— BEGIN —

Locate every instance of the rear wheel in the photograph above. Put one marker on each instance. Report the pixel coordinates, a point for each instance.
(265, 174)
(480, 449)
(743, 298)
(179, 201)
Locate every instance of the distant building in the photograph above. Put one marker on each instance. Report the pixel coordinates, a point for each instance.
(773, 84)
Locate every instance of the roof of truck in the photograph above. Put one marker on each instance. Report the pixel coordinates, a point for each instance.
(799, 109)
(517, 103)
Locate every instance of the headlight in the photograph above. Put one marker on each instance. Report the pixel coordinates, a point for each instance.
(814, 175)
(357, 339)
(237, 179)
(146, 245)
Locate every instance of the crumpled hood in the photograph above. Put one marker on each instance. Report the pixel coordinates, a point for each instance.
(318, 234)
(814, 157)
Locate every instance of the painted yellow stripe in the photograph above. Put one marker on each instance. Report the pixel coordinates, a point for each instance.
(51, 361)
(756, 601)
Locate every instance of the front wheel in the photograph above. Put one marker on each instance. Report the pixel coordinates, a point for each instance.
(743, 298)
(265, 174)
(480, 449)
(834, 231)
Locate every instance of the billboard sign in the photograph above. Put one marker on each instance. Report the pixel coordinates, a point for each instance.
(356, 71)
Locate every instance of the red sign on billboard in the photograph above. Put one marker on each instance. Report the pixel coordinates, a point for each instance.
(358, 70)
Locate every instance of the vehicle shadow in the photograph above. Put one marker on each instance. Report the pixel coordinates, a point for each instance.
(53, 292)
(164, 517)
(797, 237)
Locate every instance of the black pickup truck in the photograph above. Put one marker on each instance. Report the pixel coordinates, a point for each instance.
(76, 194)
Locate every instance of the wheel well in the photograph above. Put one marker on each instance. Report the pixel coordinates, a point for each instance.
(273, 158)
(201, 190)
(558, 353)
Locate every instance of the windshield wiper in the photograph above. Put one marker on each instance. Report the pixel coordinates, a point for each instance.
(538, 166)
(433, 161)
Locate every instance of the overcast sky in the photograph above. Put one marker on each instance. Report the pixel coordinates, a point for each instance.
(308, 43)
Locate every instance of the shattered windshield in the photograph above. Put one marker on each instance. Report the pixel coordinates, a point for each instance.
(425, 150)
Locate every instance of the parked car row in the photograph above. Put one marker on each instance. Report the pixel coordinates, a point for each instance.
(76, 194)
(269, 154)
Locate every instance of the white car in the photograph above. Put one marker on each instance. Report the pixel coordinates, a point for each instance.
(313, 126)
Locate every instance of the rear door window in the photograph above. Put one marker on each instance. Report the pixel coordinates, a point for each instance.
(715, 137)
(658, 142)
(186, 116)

— END —

**Your objective**
In the records above, return only the line that contains "Locate every instance of the wheel" and every line after it through the last, exactly as they appear.

**Solved exercise**
Locate every instance of the wheel well in the photograph above. Put one marker on each instance. Report the pixel coordinates, a point for each instance.
(273, 158)
(201, 190)
(558, 353)
Locate every instance of the windshield wiper in the photograph above. Put one marker on each instance. Report the pixel coordinates, a point for each instance.
(538, 166)
(433, 161)
Locate every instance of the overcast sky in the photograph above. Put one marker on each instance. Report the pixel coordinates, a point for each instance.
(308, 43)
Locate every instance of the shattered windshield in the photograph above. Put one marker on each instance. Report the pixel coordinates, a point for each instance.
(425, 150)
Locate every instance of the parked car row in the photograph above. Put one marker on each instance. Report the pixel coordinates, a point for each instance.
(76, 194)
(269, 154)
Locate every instance of the white car in the photograph above. Put one marker on each instance. Report the pixel coordinates, a point for each instance.
(313, 126)
Locate every instance of the rear door window in the photograph above. Put one marker on each instance. Report the pixel coordinates, a point for each instance.
(715, 137)
(658, 142)
(186, 116)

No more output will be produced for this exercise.